## Document section
* * *

Chess can lead you to another truth.  If you want to achieve uncommon success, then act uncommonly.  By this I mean that you should act creatively and with initiative. Do not despair thinking that creativity and initiative cannot be learned, for they can be.  Collections of puzzles and books on tactics will train your mind in these qualities.  
Whether your game is chess or life, if you aspire to mediocrity, then play passively.  Take no chances.  Make the obvious move.  Surprise no one, least of all yourself.  But if you value something more, then consider the move that is audacious; push the pawn to its death; be bold.  An oft-quoted line from the German poet Goethe reads, “Whatever you can do or dream you can, begin it. Boldness has genius, power and magic in it.”

The most exciting of all tactical combinations involve sacrifices.  Lose the Queen, win the game.  This is true of more than chess.  Success in school, business and social relationships involves sacrifice.  If you strive only to take more than you give, you will end up poorer than when you started.  But give wisely.  Gratuitous sacrifice is either stage bluster for the haughty or defeatism for the weak and ignorant.

Complex systems are holistic in nature.  The pawn advance on the edge of the board restricts her majesty’s movement far afield.  The opening moves impact the structure of the end game.  How you live your childhood will affect your adolescence.  The choices you make in adolescence will either restrict or broaden the choices you have in adulthood.  Your career will determine your retirement.

* * *

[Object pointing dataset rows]
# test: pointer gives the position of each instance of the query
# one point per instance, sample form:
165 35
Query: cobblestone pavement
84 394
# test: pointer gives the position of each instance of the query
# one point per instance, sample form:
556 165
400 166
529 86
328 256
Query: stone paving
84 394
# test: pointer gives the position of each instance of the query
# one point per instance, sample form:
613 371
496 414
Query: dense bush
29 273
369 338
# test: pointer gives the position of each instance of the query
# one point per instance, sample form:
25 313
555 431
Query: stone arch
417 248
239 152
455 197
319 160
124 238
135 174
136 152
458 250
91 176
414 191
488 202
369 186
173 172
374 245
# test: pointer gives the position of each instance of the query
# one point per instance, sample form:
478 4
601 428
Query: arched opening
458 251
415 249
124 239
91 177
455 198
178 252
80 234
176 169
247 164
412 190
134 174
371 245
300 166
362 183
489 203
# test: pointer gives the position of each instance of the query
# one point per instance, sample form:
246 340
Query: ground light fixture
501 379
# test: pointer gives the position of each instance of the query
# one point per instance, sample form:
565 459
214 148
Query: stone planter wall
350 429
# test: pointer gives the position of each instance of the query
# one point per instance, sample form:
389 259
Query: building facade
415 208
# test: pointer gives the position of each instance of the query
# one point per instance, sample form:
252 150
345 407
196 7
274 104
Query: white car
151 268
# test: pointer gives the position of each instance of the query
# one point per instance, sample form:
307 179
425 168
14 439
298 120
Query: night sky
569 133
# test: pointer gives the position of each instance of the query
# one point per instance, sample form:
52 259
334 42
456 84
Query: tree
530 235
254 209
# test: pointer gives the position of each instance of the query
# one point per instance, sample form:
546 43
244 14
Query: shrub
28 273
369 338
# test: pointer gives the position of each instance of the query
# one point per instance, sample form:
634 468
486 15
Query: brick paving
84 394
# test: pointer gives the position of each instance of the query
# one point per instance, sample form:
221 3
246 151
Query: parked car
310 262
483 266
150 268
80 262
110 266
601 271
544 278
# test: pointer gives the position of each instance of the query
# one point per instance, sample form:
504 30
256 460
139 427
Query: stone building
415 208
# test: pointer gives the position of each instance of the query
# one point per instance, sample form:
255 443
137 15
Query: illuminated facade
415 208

* * *

## Exercise instructions
According to the passage on chess and life, what kind of tactical combinations are the most exciting of all?

## Problem solution
Those that involve sacrifices.